### Task set
a) Answer these questions from the text on a male birth control pill:
(i) In which journal was the research on mice published?
(ii) Through which receptor does the vitamin A route go in the testes?
(iii) How many sperm cells do men produce each day, according to the text?
b) Write the next part of the text on a male birth control pill, starting after its last sentence.

### Extract to read
···
Birth control pills for men have been researched for years – with little success, because of hormonal side effects. The newest pill works as an ‘anti-vitamin’ and leaves the libido untouched.
Temporarily shutting down fertility is medically somewhat more challenging in men than in women. Instead of ovulating just once per month, men produce millions of sperm cells each day – none of which should slip through the net. Hormonal contraception therefore only works with relatively high doses – which may be associated with side effects such as decreased libido.
That’s why a group of American scientists decided to look for an alternative route to inhibit spermatogenesis. And in mice at least they have found one. Their research has just been published in Endocrinology.
Artificial vitamin deficiency
Earlier research has shown that the production of sperm cells can stop in people and animals with severe vitamin A deficiencies. Such shortages are in the western world uncommon [we suffer more health problems due to vitamin A overdosage – especially in people taking supplements] but also undesirable, as of course the vitamin is essential to various body functions, and not just night vision.
But in the testes the route goes through a specific receptor, the pan-retinoic acid receptor, that may not be of equal importance elsewhere in the body.
···
### Listed entries
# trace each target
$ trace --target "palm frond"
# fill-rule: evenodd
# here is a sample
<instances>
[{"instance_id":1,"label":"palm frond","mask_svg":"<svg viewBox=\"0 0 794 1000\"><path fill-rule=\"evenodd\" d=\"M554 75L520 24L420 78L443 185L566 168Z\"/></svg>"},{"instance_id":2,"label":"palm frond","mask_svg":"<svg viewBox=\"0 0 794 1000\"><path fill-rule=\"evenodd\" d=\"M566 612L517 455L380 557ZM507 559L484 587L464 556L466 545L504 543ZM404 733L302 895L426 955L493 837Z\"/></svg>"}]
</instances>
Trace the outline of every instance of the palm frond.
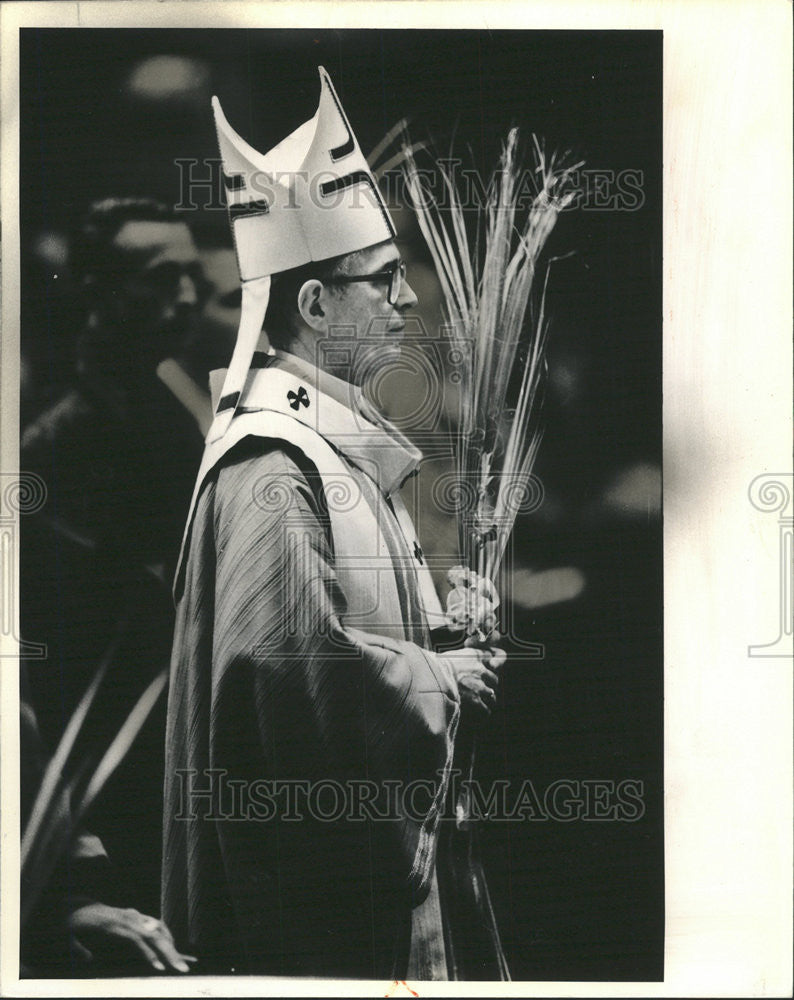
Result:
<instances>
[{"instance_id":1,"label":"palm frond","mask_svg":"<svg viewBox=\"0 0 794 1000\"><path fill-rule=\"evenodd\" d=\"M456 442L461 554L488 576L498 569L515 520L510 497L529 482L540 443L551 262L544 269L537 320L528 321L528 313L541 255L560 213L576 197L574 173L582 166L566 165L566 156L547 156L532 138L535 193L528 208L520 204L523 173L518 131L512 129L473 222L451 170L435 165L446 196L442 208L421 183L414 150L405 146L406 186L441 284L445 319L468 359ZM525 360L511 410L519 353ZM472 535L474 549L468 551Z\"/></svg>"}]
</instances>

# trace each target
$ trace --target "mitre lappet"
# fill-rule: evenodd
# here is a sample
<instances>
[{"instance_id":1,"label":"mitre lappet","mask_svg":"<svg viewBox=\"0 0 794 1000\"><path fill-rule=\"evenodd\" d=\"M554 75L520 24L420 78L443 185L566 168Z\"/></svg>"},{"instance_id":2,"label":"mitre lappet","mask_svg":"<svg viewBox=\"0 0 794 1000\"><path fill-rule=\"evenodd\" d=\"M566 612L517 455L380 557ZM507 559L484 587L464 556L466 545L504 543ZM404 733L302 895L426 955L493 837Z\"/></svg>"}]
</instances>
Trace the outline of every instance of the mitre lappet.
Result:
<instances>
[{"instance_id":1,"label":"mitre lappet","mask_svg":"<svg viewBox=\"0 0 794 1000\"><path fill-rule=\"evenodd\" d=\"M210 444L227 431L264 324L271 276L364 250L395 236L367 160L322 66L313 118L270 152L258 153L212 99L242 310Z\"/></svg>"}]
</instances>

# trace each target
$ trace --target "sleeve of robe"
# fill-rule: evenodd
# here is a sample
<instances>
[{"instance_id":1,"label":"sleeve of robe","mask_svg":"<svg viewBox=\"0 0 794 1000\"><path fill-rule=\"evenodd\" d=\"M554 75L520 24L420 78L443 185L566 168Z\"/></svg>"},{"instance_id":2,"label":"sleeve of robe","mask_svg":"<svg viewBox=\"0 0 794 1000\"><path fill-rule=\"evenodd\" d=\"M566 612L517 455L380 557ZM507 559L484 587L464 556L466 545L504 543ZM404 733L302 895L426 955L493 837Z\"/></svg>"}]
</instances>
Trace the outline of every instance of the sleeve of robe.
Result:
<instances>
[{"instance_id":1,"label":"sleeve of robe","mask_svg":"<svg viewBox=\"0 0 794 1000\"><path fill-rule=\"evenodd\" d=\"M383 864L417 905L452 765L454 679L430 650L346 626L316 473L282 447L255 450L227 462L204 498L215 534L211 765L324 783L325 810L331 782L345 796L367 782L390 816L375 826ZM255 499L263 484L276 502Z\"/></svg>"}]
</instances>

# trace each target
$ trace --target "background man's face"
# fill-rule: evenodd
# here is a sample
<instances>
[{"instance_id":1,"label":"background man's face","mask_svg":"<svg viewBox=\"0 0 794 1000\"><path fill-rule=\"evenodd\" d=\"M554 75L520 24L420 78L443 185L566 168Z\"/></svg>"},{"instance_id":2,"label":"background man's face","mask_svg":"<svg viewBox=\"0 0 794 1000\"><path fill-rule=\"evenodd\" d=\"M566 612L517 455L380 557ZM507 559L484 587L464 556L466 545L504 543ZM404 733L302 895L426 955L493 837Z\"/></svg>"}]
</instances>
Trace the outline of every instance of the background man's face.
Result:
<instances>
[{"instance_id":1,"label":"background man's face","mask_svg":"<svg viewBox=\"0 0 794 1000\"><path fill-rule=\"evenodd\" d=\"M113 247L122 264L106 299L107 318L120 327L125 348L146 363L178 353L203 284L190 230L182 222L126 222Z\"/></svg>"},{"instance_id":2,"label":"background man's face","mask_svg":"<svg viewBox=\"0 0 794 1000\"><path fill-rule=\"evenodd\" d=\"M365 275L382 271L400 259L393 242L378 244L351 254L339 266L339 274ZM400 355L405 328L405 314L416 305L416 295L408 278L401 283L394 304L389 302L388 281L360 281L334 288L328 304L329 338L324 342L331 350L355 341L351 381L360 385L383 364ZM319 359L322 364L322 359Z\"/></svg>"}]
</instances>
···
### Your written answers
a)
(i) Endocrinology
(ii) The pan-retinoic acid receptor
(iii) Millions

b)
The new pill therefore contains an antagonist, which creative biochemists gave the name BMS-189453, but that may be very effective in saving others the concern of thinking of more charming names for daughters or sons – as it effectively stops spermatogenesis in relatively small doses, the researchers find.
Health risks were not found in the short run – so multi-year trials are now being prepared. The mice returned to full reproductive capacity after the drug administration was ceased.
Practical demography management
Although we feel this new pill may still meet tough cultural and psychological resistance – and we are not completely convinced consequently blocking a vitamin receptor could be as harmless as stated, there may still be couples for whom this is the kind of good news they have been waiting for.
Primary concern when it comes to birth control and contraceptives though should perhaps be to return to the basics. And this new pill will definitely not have a changing effect in places that the estrogen and progesterone pills – or even the condom somehow failed to reach.